== Dataset ==

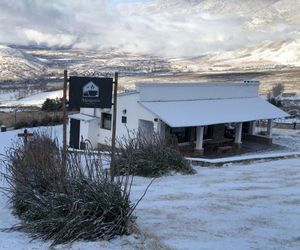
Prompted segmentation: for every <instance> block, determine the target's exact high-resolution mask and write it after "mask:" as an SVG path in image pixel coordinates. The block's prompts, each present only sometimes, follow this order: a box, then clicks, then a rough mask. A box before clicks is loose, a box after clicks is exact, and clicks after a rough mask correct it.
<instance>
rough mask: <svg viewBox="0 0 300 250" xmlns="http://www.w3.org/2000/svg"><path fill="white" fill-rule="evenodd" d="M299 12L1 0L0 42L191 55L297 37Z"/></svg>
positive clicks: (291, 4)
mask: <svg viewBox="0 0 300 250" xmlns="http://www.w3.org/2000/svg"><path fill="white" fill-rule="evenodd" d="M297 2H298V3H297ZM298 11H300V4H299V1H295V0H276V1H275V0H251V1H247V0H245V1H239V0H185V1H184V0H173V1H171V0H169V1H163V0H156V1H154V0H153V1H151V0H148V1H135V2H132V1H129V2H128V1H127V2H126V1H120V0H114V1H109V0H85V1H81V0H68V1H65V0H53V1H39V0H1V1H0V42H2V43H17V44H40V45H46V46H49V47H74V48H84V49H102V48H109V47H116V48H119V49H121V50H123V51H127V52H139V53H147V54H158V55H165V56H196V55H200V54H203V53H208V52H212V51H222V50H230V49H236V48H243V47H245V46H250V45H254V44H256V43H260V42H263V41H265V40H271V41H272V40H273V41H276V40H283V39H295V38H299V31H297V25H299V24H300V17H299V16H298V15H296V14H295V13H298Z"/></svg>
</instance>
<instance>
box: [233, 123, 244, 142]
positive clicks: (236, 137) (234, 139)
mask: <svg viewBox="0 0 300 250" xmlns="http://www.w3.org/2000/svg"><path fill="white" fill-rule="evenodd" d="M242 127H243V123H242V122H239V123H236V125H235V138H234V143H236V144H241V143H242Z"/></svg>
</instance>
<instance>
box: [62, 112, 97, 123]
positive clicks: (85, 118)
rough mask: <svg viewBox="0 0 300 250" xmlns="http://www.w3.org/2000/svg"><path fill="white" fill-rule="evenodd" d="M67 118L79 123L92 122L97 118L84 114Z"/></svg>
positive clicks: (80, 114) (80, 113) (69, 115)
mask: <svg viewBox="0 0 300 250" xmlns="http://www.w3.org/2000/svg"><path fill="white" fill-rule="evenodd" d="M68 118H71V119H75V120H80V121H92V120H95V119H97V117H95V116H90V115H85V114H81V113H78V114H73V115H69V116H68Z"/></svg>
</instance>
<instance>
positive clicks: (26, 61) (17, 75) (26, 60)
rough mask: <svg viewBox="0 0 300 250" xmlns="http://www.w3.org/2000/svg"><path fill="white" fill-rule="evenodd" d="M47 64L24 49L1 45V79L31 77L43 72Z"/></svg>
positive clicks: (4, 79)
mask: <svg viewBox="0 0 300 250" xmlns="http://www.w3.org/2000/svg"><path fill="white" fill-rule="evenodd" d="M45 71H46V66H45V65H44V63H43V62H42V61H41V60H39V59H38V58H37V57H34V56H32V55H30V54H27V53H26V52H25V51H23V50H19V49H15V48H11V47H9V46H5V45H0V81H3V80H20V79H31V78H33V77H37V76H39V75H41V74H43V73H44V72H45Z"/></svg>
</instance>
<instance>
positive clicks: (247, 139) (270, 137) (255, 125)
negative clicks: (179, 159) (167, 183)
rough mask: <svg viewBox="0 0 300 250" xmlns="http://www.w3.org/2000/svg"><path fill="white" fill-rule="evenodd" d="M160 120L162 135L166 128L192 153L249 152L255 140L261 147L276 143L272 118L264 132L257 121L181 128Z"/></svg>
mask: <svg viewBox="0 0 300 250" xmlns="http://www.w3.org/2000/svg"><path fill="white" fill-rule="evenodd" d="M159 123H160V125H159V126H162V127H163V129H160V131H158V130H157V131H158V132H160V133H161V134H162V130H164V132H163V134H164V136H165V138H166V139H171V140H172V141H173V142H176V144H178V147H179V150H180V151H182V152H183V153H184V154H185V155H189V156H193V155H195V156H200V155H206V156H210V155H219V154H235V153H238V152H240V151H249V150H250V149H252V148H253V145H254V144H255V143H256V144H261V145H262V146H261V147H265V146H266V145H271V144H272V120H269V121H268V122H267V123H268V126H267V128H266V130H265V131H264V135H261V129H259V130H258V129H256V123H257V122H256V121H250V122H242V123H226V124H214V125H206V126H197V127H179V128H171V127H169V126H168V125H167V124H163V122H162V121H160V122H159ZM261 147H259V146H258V148H261Z"/></svg>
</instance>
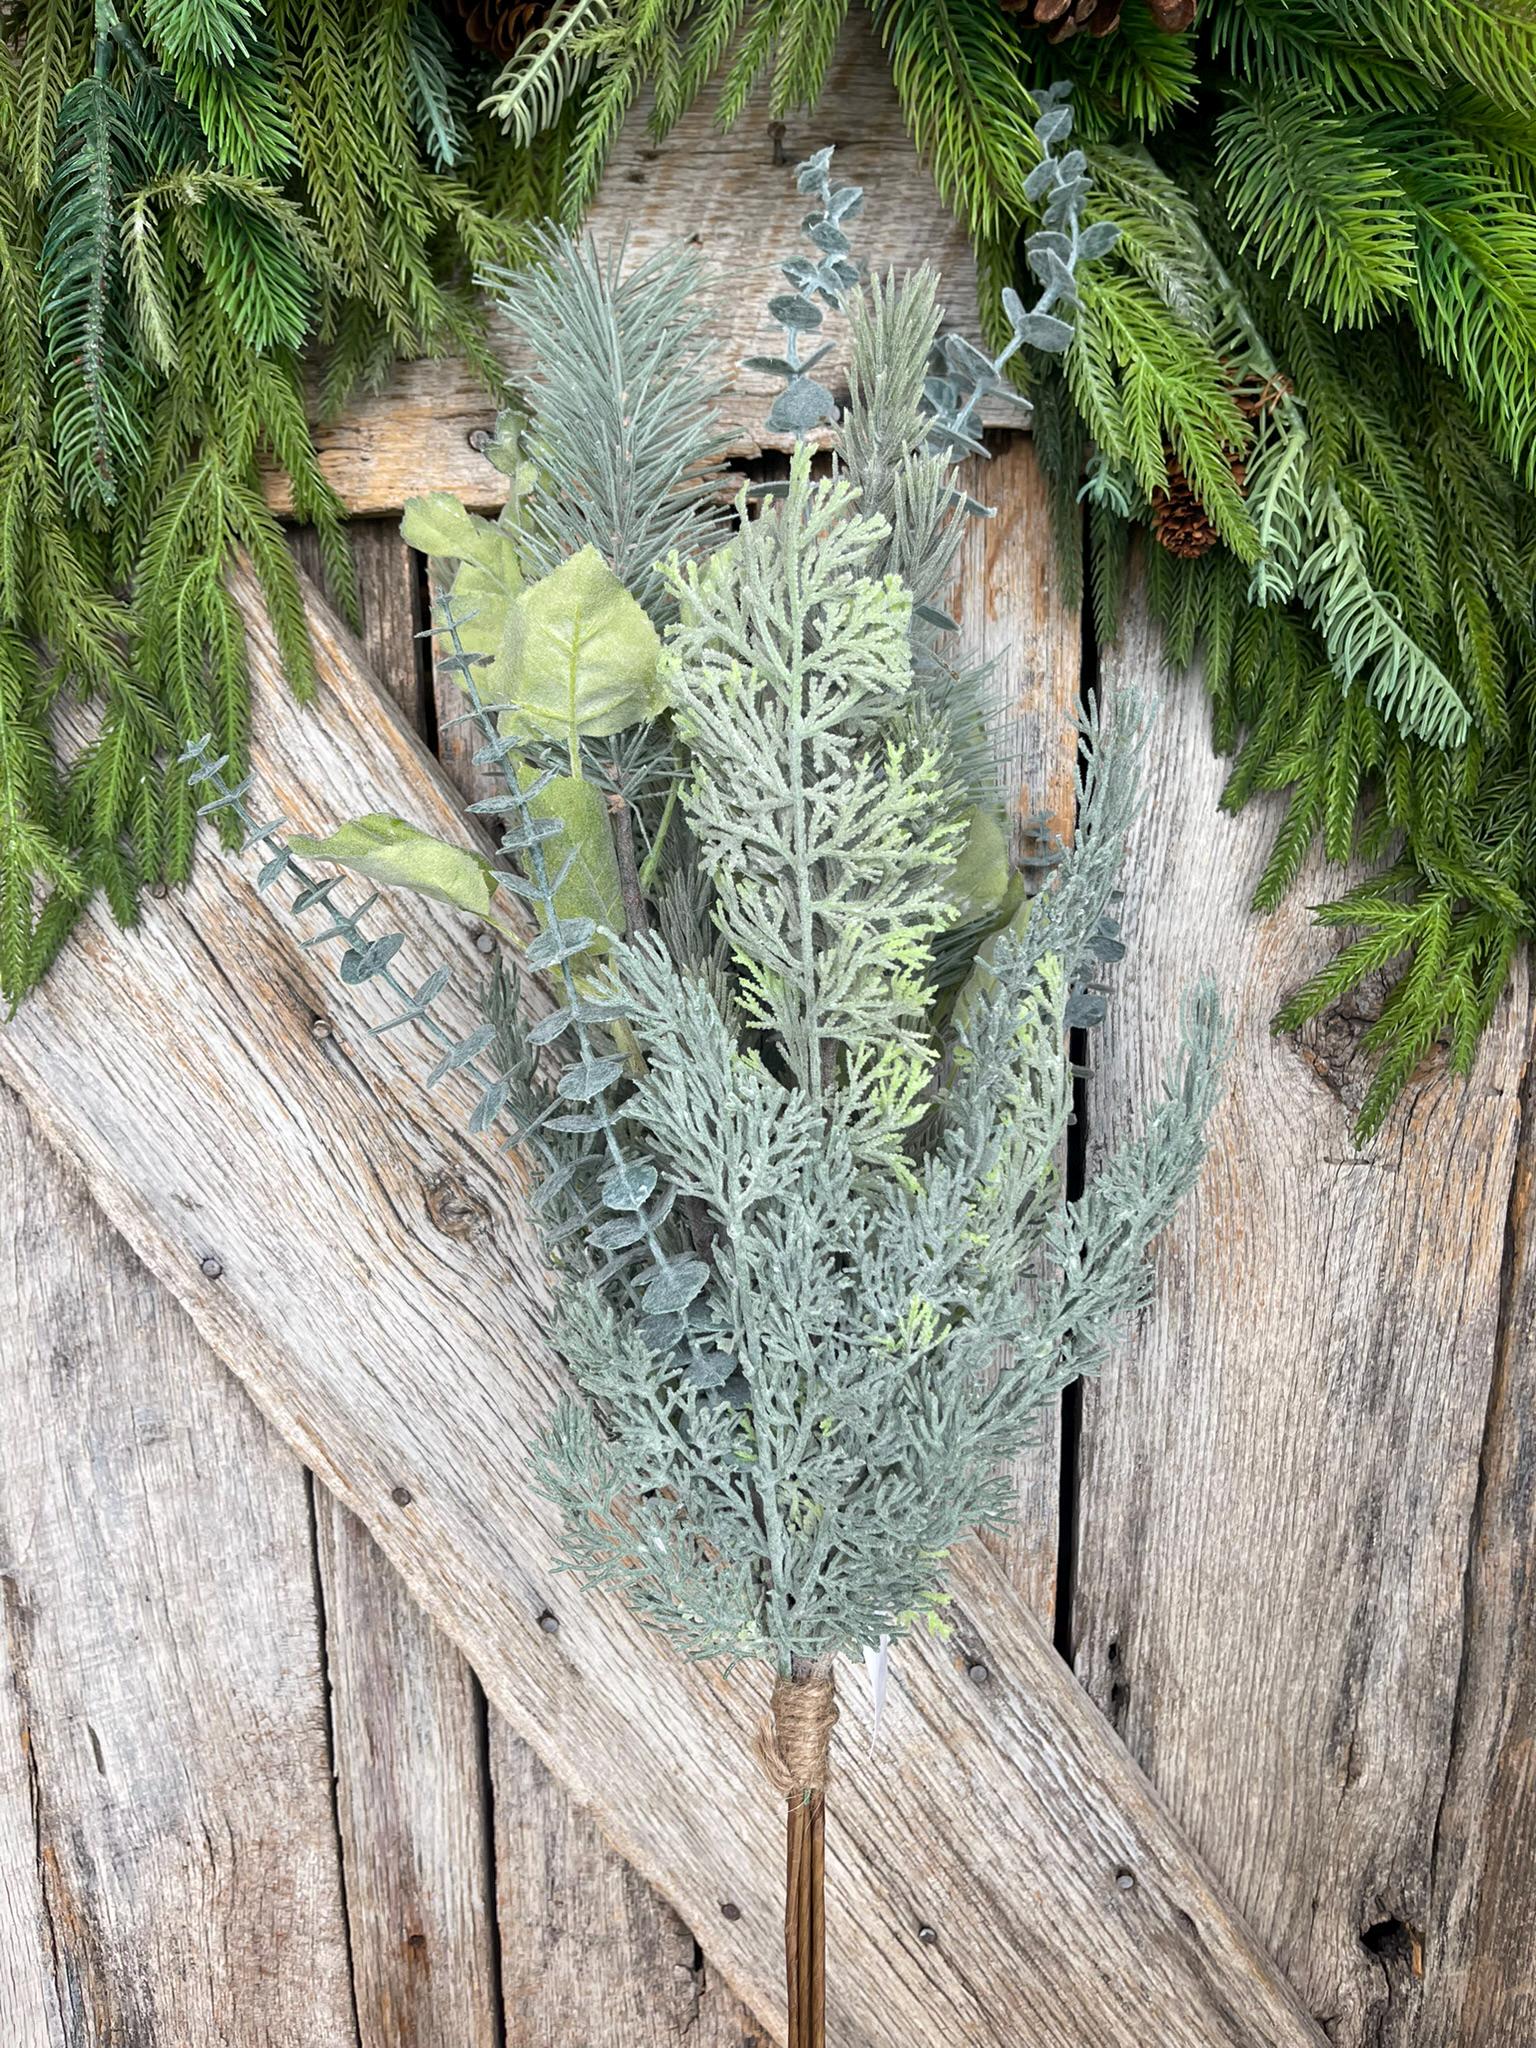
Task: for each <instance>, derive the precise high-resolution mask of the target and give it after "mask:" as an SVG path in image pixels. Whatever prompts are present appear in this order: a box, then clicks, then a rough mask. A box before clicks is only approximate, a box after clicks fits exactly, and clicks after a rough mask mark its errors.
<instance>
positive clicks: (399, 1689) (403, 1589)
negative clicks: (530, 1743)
mask: <svg viewBox="0 0 1536 2048" xmlns="http://www.w3.org/2000/svg"><path fill="white" fill-rule="evenodd" d="M313 1497H315V1530H317V1536H319V1573H322V1583H324V1589H326V1667H328V1675H330V1704H332V1741H334V1755H336V1819H338V1827H340V1839H342V1855H344V1870H346V1917H348V1931H350V1944H352V1980H354V1997H356V2013H358V2034H360V2048H498V2044H500V2013H498V1985H496V1956H494V1937H492V1915H494V1876H492V1862H489V1853H487V1841H485V1804H483V1802H485V1790H487V1786H485V1769H483V1757H481V1714H483V1704H481V1694H479V1688H477V1683H475V1677H473V1673H471V1669H469V1665H467V1663H465V1661H463V1657H461V1655H459V1651H457V1649H455V1647H453V1645H451V1642H449V1638H446V1636H444V1634H442V1632H440V1630H438V1628H434V1626H432V1622H428V1618H426V1616H424V1614H422V1612H420V1608H418V1606H416V1604H414V1602H412V1597H410V1593H408V1591H406V1587H403V1585H401V1583H399V1573H397V1571H395V1569H393V1565H389V1561H387V1559H385V1554H383V1550H381V1548H379V1546H377V1542H375V1540H373V1536H369V1532H367V1530H365V1528H362V1524H360V1522H358V1520H356V1516H352V1513H348V1509H346V1507H342V1503H340V1501H338V1499H336V1497H334V1495H332V1493H328V1491H326V1489H324V1487H319V1485H315V1489H313ZM240 2048H244V2044H240Z"/></svg>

===

§ **What is required**:
I would like the data copied exactly as it stands, with no pictures included.

§ **Completed exercise**:
Prompted segmentation: for every <instance> block, determine the target's exact high-resolution mask and write it after "mask:" as an SVG path in image pixel coordinates. The block's prompts, each present only sometimes, follow this order: a box, then clicks, then a rough mask. A box before clicks is loose, a box after clicks is exact, and clicks after a rough mask correct it.
<instance>
rough mask: <svg viewBox="0 0 300 250" xmlns="http://www.w3.org/2000/svg"><path fill="white" fill-rule="evenodd" d="M299 12L1 0L0 42L191 55L297 37Z"/></svg>
positive clicks: (291, 4)
mask: <svg viewBox="0 0 300 250" xmlns="http://www.w3.org/2000/svg"><path fill="white" fill-rule="evenodd" d="M297 2H298V3H297ZM298 11H300V4H299V1H295V0H276V1H275V0H251V1H247V0H245V1H239V0H185V1H184V0H173V1H171V0H169V1H163V0H156V1H154V0H153V1H151V0H148V1H135V2H132V1H129V2H128V1H127V2H126V1H120V0H114V1H109V0H85V1H81V0H68V1H65V0H53V1H39V0H1V1H0V42H2V43H17V44H40V45H46V46H49V47H74V48H84V49H102V48H109V47H116V48H119V49H121V50H123V51H127V52H139V53H147V54H158V55H165V56H196V55H200V54H203V53H208V52H212V51H222V50H230V49H236V48H243V47H245V46H250V45H254V44H256V43H260V42H263V41H265V40H271V41H272V40H273V41H276V40H283V39H295V38H299V31H297V25H299V24H300V17H299V16H298V15H296V14H295V13H298Z"/></svg>
</instance>
<instance>
box: [233, 123, 244, 142]
positive clicks: (236, 137) (234, 139)
mask: <svg viewBox="0 0 300 250" xmlns="http://www.w3.org/2000/svg"><path fill="white" fill-rule="evenodd" d="M242 127H243V123H242V122H239V123H236V125H235V138H234V143H236V144H241V143H242Z"/></svg>
</instance>
<instance>
box: [62, 112, 97, 123]
positive clicks: (85, 118)
rough mask: <svg viewBox="0 0 300 250" xmlns="http://www.w3.org/2000/svg"><path fill="white" fill-rule="evenodd" d="M67 118L79 123L92 122L97 118L84 114Z"/></svg>
positive clicks: (80, 114) (80, 113) (69, 115)
mask: <svg viewBox="0 0 300 250" xmlns="http://www.w3.org/2000/svg"><path fill="white" fill-rule="evenodd" d="M68 118H71V119H75V120H80V121H92V120H95V119H97V117H95V116H90V115H85V114H81V113H78V114H73V115H69V116H68Z"/></svg>
</instance>
<instance>
positive clicks: (26, 61) (17, 75) (26, 60)
rough mask: <svg viewBox="0 0 300 250" xmlns="http://www.w3.org/2000/svg"><path fill="white" fill-rule="evenodd" d="M47 64L24 49L1 45V79L31 77L43 72Z"/></svg>
positive clicks: (4, 79)
mask: <svg viewBox="0 0 300 250" xmlns="http://www.w3.org/2000/svg"><path fill="white" fill-rule="evenodd" d="M45 71H46V66H45V65H44V63H43V62H42V61H41V60H39V59H38V58H37V57H34V56H32V55H30V54H27V53H26V52H25V51H23V50H19V49H15V48H11V47H9V46H5V45H0V81H3V80H20V79H31V78H33V77H37V76H39V75H41V74H43V73H44V72H45Z"/></svg>
</instance>
<instance>
positive clicks: (247, 139) (270, 137) (255, 125)
negative clicks: (179, 159) (167, 183)
rough mask: <svg viewBox="0 0 300 250" xmlns="http://www.w3.org/2000/svg"><path fill="white" fill-rule="evenodd" d="M160 120L162 135L166 128L192 153L249 152L255 140L261 147L276 143L272 118L264 132L257 121L181 128Z"/></svg>
mask: <svg viewBox="0 0 300 250" xmlns="http://www.w3.org/2000/svg"><path fill="white" fill-rule="evenodd" d="M159 123H160V125H159V126H162V127H163V129H160V131H158V130H157V131H158V132H160V133H161V134H162V130H164V132H163V134H164V136H165V138H166V139H171V140H172V141H173V142H176V144H178V147H179V150H180V151H182V152H183V153H184V154H185V155H189V156H193V155H195V156H200V155H206V156H210V155H219V154H235V153H238V152H240V151H249V150H250V149H252V148H253V145H254V144H255V143H256V144H261V145H262V146H261V147H265V146H266V145H271V144H272V120H269V121H268V122H267V123H268V126H267V128H266V130H265V131H264V135H261V129H259V130H258V129H256V123H257V122H256V121H250V122H242V123H226V124H214V125H206V126H197V127H179V128H171V127H169V126H168V125H167V124H163V122H162V121H160V122H159ZM261 147H259V146H258V148H261Z"/></svg>
</instance>
Task: for each <instance>, derive the precise high-resolution mask of the target and give it after "mask:" as an SVG path in image pixels. Whatever prompts are present appear in this order: a box, then clicks, then a rough mask. A box before clicks is only approximate, a box after clicks fits exactly, and clicks after a rough mask mark its errors.
<instance>
positive clicks: (399, 1689) (403, 1589)
negative clicks: (530, 1743)
mask: <svg viewBox="0 0 1536 2048" xmlns="http://www.w3.org/2000/svg"><path fill="white" fill-rule="evenodd" d="M313 1497H315V1530H317V1536H319V1573H322V1583H324V1589H326V1667H328V1675H330V1704H332V1741H334V1755H336V1819H338V1827H340V1839H342V1855H344V1870H346V1917H348V1931H350V1944H352V1980H354V1997H356V2013H358V2034H360V2048H498V2044H500V2013H498V1985H496V1956H494V1937H492V1915H494V1876H492V1862H489V1853H487V1841H485V1804H483V1802H485V1790H487V1786H485V1769H483V1757H481V1714H483V1704H481V1694H479V1688H477V1683H475V1677H473V1673H471V1669H469V1665H467V1663H465V1661H463V1657H461V1655H459V1651H457V1649H455V1647H453V1645H451V1642H449V1638H446V1636H444V1634H442V1632H440V1630H438V1628H434V1626H432V1622H428V1618H426V1616H424V1614H422V1612H420V1608H418V1606H416V1604H414V1602H412V1597H410V1593H408V1591H406V1587H403V1585H401V1583H399V1573H397V1571H395V1569H393V1565H389V1561H387V1559H385V1554H383V1550H381V1548H379V1546H377V1542H375V1540H373V1536H369V1532H367V1530H365V1528H362V1524H360V1522H358V1520H356V1516H352V1513H348V1509H346V1507H342V1503H340V1501H338V1499H336V1497H334V1495H332V1493H328V1491H326V1489H324V1487H319V1485H315V1489H313ZM240 2048H244V2044H240Z"/></svg>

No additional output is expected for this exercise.